Problem requirements: Beginning at the line containing "Where can the castle" and continuing to the end of the records below, give each line again exactly as it stands, and only those lines.
====== Material provided
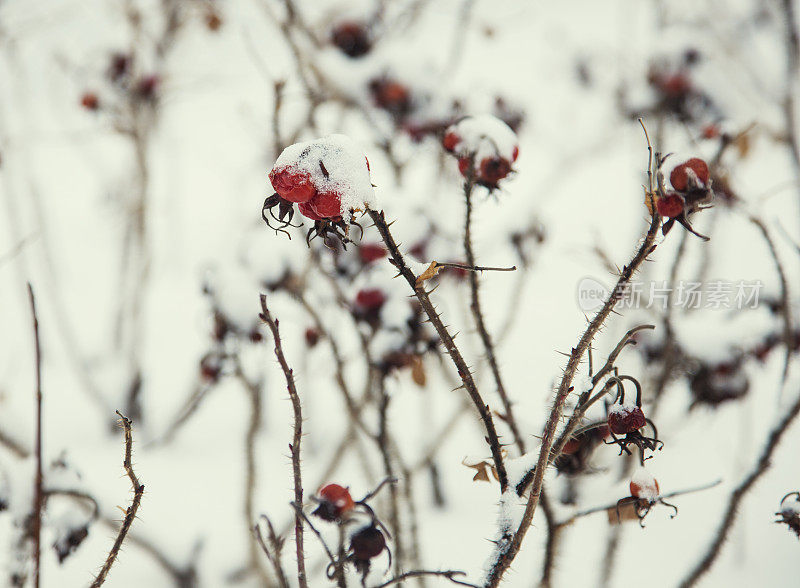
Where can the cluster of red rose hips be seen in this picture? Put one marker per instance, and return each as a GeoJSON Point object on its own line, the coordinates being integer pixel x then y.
{"type": "Point", "coordinates": [139, 88]}
{"type": "Point", "coordinates": [486, 148]}
{"type": "Point", "coordinates": [336, 505]}
{"type": "Point", "coordinates": [691, 192]}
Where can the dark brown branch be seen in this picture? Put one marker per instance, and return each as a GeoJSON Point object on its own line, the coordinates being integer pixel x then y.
{"type": "Point", "coordinates": [130, 512]}
{"type": "Point", "coordinates": [480, 324]}
{"type": "Point", "coordinates": [786, 308]}
{"type": "Point", "coordinates": [736, 497]}
{"type": "Point", "coordinates": [38, 495]}
{"type": "Point", "coordinates": [449, 574]}
{"type": "Point", "coordinates": [509, 546]}
{"type": "Point", "coordinates": [447, 340]}
{"type": "Point", "coordinates": [294, 448]}
{"type": "Point", "coordinates": [273, 552]}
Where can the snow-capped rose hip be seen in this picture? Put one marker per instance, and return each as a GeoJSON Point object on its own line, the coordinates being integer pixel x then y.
{"type": "Point", "coordinates": [790, 512]}
{"type": "Point", "coordinates": [352, 38]}
{"type": "Point", "coordinates": [367, 543]}
{"type": "Point", "coordinates": [334, 502]}
{"type": "Point", "coordinates": [391, 96]}
{"type": "Point", "coordinates": [689, 175]}
{"type": "Point", "coordinates": [328, 179]}
{"type": "Point", "coordinates": [645, 494]}
{"type": "Point", "coordinates": [485, 147]}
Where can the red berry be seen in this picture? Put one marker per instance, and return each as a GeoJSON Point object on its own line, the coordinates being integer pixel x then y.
{"type": "Point", "coordinates": [312, 337]}
{"type": "Point", "coordinates": [308, 212]}
{"type": "Point", "coordinates": [391, 95]}
{"type": "Point", "coordinates": [292, 185]}
{"type": "Point", "coordinates": [710, 131]}
{"type": "Point", "coordinates": [90, 101]}
{"type": "Point", "coordinates": [119, 66]}
{"type": "Point", "coordinates": [493, 169]}
{"type": "Point", "coordinates": [147, 86]}
{"type": "Point", "coordinates": [367, 543]}
{"type": "Point", "coordinates": [644, 488]}
{"type": "Point", "coordinates": [352, 38]}
{"type": "Point", "coordinates": [334, 501]}
{"type": "Point", "coordinates": [369, 252]}
{"type": "Point", "coordinates": [623, 419]}
{"type": "Point", "coordinates": [326, 205]}
{"type": "Point", "coordinates": [450, 141]}
{"type": "Point", "coordinates": [679, 178]}
{"type": "Point", "coordinates": [670, 205]}
{"type": "Point", "coordinates": [674, 85]}
{"type": "Point", "coordinates": [370, 299]}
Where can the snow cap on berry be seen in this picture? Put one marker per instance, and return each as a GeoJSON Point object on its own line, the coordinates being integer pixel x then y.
{"type": "Point", "coordinates": [690, 174]}
{"type": "Point", "coordinates": [334, 167]}
{"type": "Point", "coordinates": [644, 485]}
{"type": "Point", "coordinates": [483, 136]}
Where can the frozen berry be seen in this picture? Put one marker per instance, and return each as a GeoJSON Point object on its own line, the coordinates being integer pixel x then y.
{"type": "Point", "coordinates": [334, 502]}
{"type": "Point", "coordinates": [326, 205]}
{"type": "Point", "coordinates": [90, 101]}
{"type": "Point", "coordinates": [147, 86]}
{"type": "Point", "coordinates": [312, 337]}
{"type": "Point", "coordinates": [625, 419]}
{"type": "Point", "coordinates": [689, 174]}
{"type": "Point", "coordinates": [367, 543]}
{"type": "Point", "coordinates": [391, 96]}
{"type": "Point", "coordinates": [670, 205]}
{"type": "Point", "coordinates": [369, 252]}
{"type": "Point", "coordinates": [450, 141]}
{"type": "Point", "coordinates": [292, 185]}
{"type": "Point", "coordinates": [352, 39]}
{"type": "Point", "coordinates": [370, 299]}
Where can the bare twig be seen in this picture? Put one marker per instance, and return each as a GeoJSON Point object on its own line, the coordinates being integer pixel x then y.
{"type": "Point", "coordinates": [736, 497]}
{"type": "Point", "coordinates": [480, 324]}
{"type": "Point", "coordinates": [130, 512]}
{"type": "Point", "coordinates": [273, 552]}
{"type": "Point", "coordinates": [294, 447]}
{"type": "Point", "coordinates": [509, 545]}
{"type": "Point", "coordinates": [449, 574]}
{"type": "Point", "coordinates": [38, 495]}
{"type": "Point", "coordinates": [447, 340]}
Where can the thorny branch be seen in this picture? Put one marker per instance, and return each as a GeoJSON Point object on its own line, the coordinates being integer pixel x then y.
{"type": "Point", "coordinates": [130, 512]}
{"type": "Point", "coordinates": [294, 448]}
{"type": "Point", "coordinates": [736, 497]}
{"type": "Point", "coordinates": [510, 544]}
{"type": "Point", "coordinates": [447, 340]}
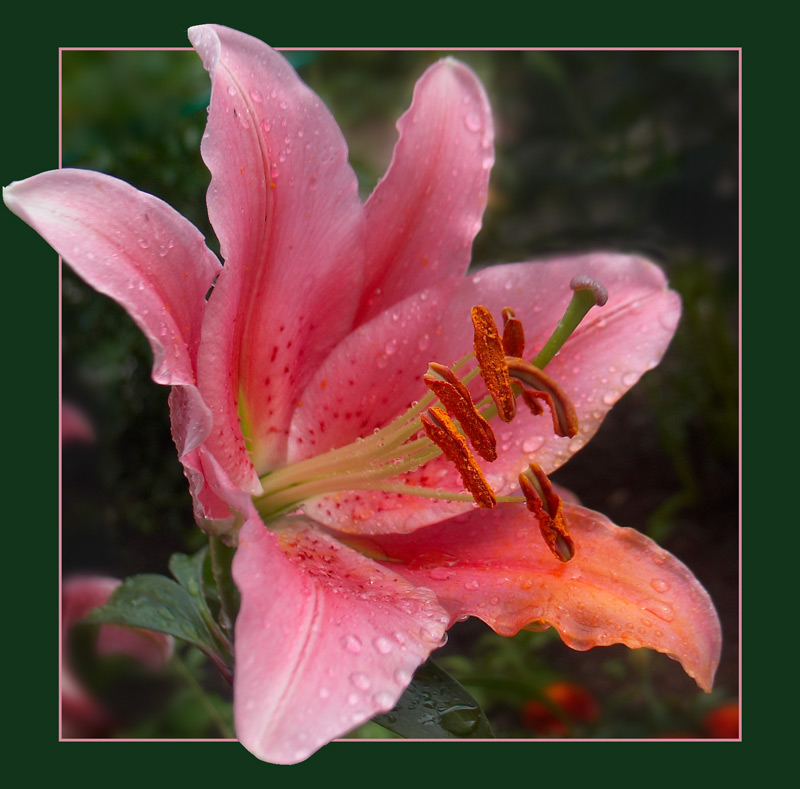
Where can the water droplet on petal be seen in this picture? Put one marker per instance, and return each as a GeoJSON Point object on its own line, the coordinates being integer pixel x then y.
{"type": "Point", "coordinates": [383, 700]}
{"type": "Point", "coordinates": [473, 121]}
{"type": "Point", "coordinates": [402, 677]}
{"type": "Point", "coordinates": [360, 680]}
{"type": "Point", "coordinates": [660, 585]}
{"type": "Point", "coordinates": [351, 643]}
{"type": "Point", "coordinates": [382, 644]}
{"type": "Point", "coordinates": [629, 379]}
{"type": "Point", "coordinates": [661, 610]}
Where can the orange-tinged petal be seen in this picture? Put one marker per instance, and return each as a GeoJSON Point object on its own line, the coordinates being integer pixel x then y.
{"type": "Point", "coordinates": [620, 588]}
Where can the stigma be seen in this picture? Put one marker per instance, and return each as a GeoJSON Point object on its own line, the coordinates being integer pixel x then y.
{"type": "Point", "coordinates": [448, 421]}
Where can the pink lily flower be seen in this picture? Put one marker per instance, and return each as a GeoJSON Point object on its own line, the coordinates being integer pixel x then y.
{"type": "Point", "coordinates": [299, 408]}
{"type": "Point", "coordinates": [81, 714]}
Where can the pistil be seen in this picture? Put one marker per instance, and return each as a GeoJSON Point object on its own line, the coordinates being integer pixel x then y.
{"type": "Point", "coordinates": [426, 431]}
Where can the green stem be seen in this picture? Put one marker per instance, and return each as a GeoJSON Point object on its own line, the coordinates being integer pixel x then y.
{"type": "Point", "coordinates": [221, 558]}
{"type": "Point", "coordinates": [582, 301]}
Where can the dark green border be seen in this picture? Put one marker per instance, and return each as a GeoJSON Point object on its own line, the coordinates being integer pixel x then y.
{"type": "Point", "coordinates": [30, 85]}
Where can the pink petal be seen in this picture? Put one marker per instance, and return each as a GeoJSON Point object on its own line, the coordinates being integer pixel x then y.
{"type": "Point", "coordinates": [284, 204]}
{"type": "Point", "coordinates": [325, 639]}
{"type": "Point", "coordinates": [132, 247]}
{"type": "Point", "coordinates": [376, 372]}
{"type": "Point", "coordinates": [151, 260]}
{"type": "Point", "coordinates": [620, 588]}
{"type": "Point", "coordinates": [426, 211]}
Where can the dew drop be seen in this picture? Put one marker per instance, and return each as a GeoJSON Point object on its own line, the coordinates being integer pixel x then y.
{"type": "Point", "coordinates": [402, 676]}
{"type": "Point", "coordinates": [473, 122]}
{"type": "Point", "coordinates": [360, 680]}
{"type": "Point", "coordinates": [661, 610]}
{"type": "Point", "coordinates": [383, 700]}
{"type": "Point", "coordinates": [629, 379]}
{"type": "Point", "coordinates": [351, 643]}
{"type": "Point", "coordinates": [669, 320]}
{"type": "Point", "coordinates": [382, 644]}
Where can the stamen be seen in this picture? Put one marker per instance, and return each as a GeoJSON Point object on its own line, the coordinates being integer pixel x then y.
{"type": "Point", "coordinates": [537, 385]}
{"type": "Point", "coordinates": [441, 430]}
{"type": "Point", "coordinates": [546, 505]}
{"type": "Point", "coordinates": [455, 397]}
{"type": "Point", "coordinates": [492, 362]}
{"type": "Point", "coordinates": [587, 293]}
{"type": "Point", "coordinates": [513, 334]}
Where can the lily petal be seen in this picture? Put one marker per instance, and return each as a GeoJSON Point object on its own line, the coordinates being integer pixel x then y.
{"type": "Point", "coordinates": [620, 588]}
{"type": "Point", "coordinates": [376, 372]}
{"type": "Point", "coordinates": [427, 209]}
{"type": "Point", "coordinates": [338, 645]}
{"type": "Point", "coordinates": [132, 247]}
{"type": "Point", "coordinates": [284, 203]}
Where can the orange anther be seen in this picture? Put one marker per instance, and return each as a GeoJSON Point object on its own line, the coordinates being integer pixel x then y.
{"type": "Point", "coordinates": [440, 429]}
{"type": "Point", "coordinates": [513, 334]}
{"type": "Point", "coordinates": [492, 362]}
{"type": "Point", "coordinates": [537, 385]}
{"type": "Point", "coordinates": [455, 397]}
{"type": "Point", "coordinates": [546, 505]}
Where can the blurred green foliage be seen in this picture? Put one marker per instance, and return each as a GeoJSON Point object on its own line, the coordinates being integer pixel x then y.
{"type": "Point", "coordinates": [631, 150]}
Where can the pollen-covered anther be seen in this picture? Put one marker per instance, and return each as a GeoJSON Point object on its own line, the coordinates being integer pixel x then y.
{"type": "Point", "coordinates": [513, 334]}
{"type": "Point", "coordinates": [455, 397]}
{"type": "Point", "coordinates": [440, 429]}
{"type": "Point", "coordinates": [542, 500]}
{"type": "Point", "coordinates": [537, 385]}
{"type": "Point", "coordinates": [492, 362]}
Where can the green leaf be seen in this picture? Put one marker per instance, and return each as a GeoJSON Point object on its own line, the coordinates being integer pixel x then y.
{"type": "Point", "coordinates": [435, 706]}
{"type": "Point", "coordinates": [188, 572]}
{"type": "Point", "coordinates": [155, 602]}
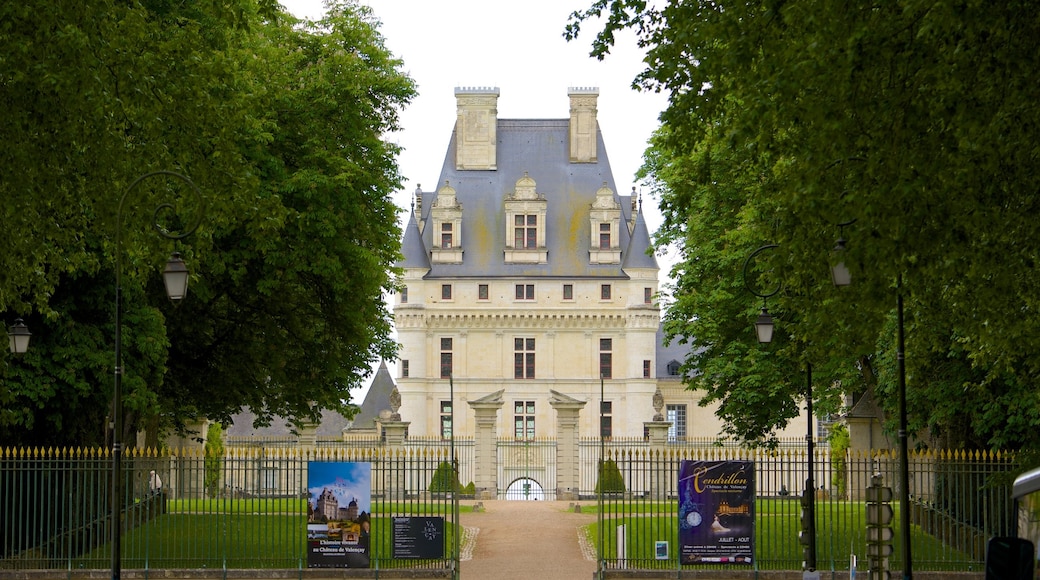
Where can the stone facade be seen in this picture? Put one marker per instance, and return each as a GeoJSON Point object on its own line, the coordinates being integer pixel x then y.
{"type": "Point", "coordinates": [527, 278]}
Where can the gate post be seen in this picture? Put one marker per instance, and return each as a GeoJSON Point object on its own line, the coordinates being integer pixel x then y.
{"type": "Point", "coordinates": [660, 475]}
{"type": "Point", "coordinates": [567, 444]}
{"type": "Point", "coordinates": [485, 452]}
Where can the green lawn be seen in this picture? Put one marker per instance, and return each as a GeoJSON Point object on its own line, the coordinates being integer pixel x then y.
{"type": "Point", "coordinates": [248, 533]}
{"type": "Point", "coordinates": [840, 531]}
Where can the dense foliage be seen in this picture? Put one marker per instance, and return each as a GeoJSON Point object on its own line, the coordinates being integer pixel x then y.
{"type": "Point", "coordinates": [916, 122]}
{"type": "Point", "coordinates": [281, 126]}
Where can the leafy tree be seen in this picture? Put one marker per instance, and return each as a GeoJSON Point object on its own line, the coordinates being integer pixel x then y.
{"type": "Point", "coordinates": [280, 124]}
{"type": "Point", "coordinates": [913, 121]}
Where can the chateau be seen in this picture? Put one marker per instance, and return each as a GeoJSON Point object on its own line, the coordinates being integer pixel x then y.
{"type": "Point", "coordinates": [527, 312]}
{"type": "Point", "coordinates": [526, 280]}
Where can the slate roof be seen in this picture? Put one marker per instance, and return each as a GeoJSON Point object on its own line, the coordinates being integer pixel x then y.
{"type": "Point", "coordinates": [539, 148]}
{"type": "Point", "coordinates": [331, 423]}
{"type": "Point", "coordinates": [377, 400]}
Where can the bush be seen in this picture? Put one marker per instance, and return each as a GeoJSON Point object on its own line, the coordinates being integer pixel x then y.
{"type": "Point", "coordinates": [611, 480]}
{"type": "Point", "coordinates": [444, 478]}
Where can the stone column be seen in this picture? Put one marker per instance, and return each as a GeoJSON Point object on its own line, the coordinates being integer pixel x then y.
{"type": "Point", "coordinates": [660, 469]}
{"type": "Point", "coordinates": [187, 464]}
{"type": "Point", "coordinates": [308, 438]}
{"type": "Point", "coordinates": [485, 450]}
{"type": "Point", "coordinates": [660, 473]}
{"type": "Point", "coordinates": [568, 474]}
{"type": "Point", "coordinates": [396, 462]}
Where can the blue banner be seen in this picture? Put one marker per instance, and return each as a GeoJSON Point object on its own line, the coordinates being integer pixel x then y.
{"type": "Point", "coordinates": [717, 511]}
{"type": "Point", "coordinates": [338, 513]}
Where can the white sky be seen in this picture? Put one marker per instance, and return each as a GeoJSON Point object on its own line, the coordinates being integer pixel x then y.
{"type": "Point", "coordinates": [519, 48]}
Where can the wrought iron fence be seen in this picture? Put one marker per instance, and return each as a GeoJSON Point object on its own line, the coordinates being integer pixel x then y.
{"type": "Point", "coordinates": [247, 508]}
{"type": "Point", "coordinates": [956, 505]}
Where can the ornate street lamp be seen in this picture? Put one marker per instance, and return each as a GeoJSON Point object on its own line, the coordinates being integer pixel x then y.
{"type": "Point", "coordinates": [763, 331]}
{"type": "Point", "coordinates": [19, 335]}
{"type": "Point", "coordinates": [839, 272]}
{"type": "Point", "coordinates": [176, 280]}
{"type": "Point", "coordinates": [763, 325]}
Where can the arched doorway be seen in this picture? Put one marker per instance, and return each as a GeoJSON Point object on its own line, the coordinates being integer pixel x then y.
{"type": "Point", "coordinates": [524, 489]}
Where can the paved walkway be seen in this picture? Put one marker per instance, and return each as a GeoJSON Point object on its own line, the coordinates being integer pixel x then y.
{"type": "Point", "coordinates": [525, 539]}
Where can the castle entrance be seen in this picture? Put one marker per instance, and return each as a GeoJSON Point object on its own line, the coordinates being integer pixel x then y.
{"type": "Point", "coordinates": [525, 490]}
{"type": "Point", "coordinates": [523, 466]}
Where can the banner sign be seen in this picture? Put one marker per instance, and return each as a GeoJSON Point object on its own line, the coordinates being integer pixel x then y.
{"type": "Point", "coordinates": [338, 513]}
{"type": "Point", "coordinates": [717, 511]}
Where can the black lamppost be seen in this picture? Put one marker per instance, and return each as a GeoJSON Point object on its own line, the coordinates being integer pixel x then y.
{"type": "Point", "coordinates": [763, 331]}
{"type": "Point", "coordinates": [19, 335]}
{"type": "Point", "coordinates": [840, 273]}
{"type": "Point", "coordinates": [600, 484]}
{"type": "Point", "coordinates": [176, 279]}
{"type": "Point", "coordinates": [763, 324]}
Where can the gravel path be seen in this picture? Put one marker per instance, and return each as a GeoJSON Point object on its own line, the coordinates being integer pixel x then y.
{"type": "Point", "coordinates": [526, 539]}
============
Answer to this problem:
Where can the castle entrance be seen in this picture? Put one marker per instance, and return each as a GeoJSON Point object on its own line, the coordinates being integer pixel x then y.
{"type": "Point", "coordinates": [525, 490]}
{"type": "Point", "coordinates": [523, 466]}
Where can the banner sign be seen in this picture? Put one marker per instance, and return each as a GeoJSON Point object on its own line, the coordinates being integer pixel x then y.
{"type": "Point", "coordinates": [338, 513]}
{"type": "Point", "coordinates": [717, 511]}
Where can the black lamppost be seen in this picture? Put one marker per instance, and return each as a GeoJSON Point object on its own line, the coordinates being integer pixel x then y.
{"type": "Point", "coordinates": [763, 331]}
{"type": "Point", "coordinates": [19, 335]}
{"type": "Point", "coordinates": [840, 273]}
{"type": "Point", "coordinates": [600, 484]}
{"type": "Point", "coordinates": [176, 279]}
{"type": "Point", "coordinates": [763, 324]}
Where can the gravel path be seen in this picture? Put one marker per instance, and return each as a GeoJSON Point object on its own line, the coordinates being integer pixel x then y.
{"type": "Point", "coordinates": [526, 539]}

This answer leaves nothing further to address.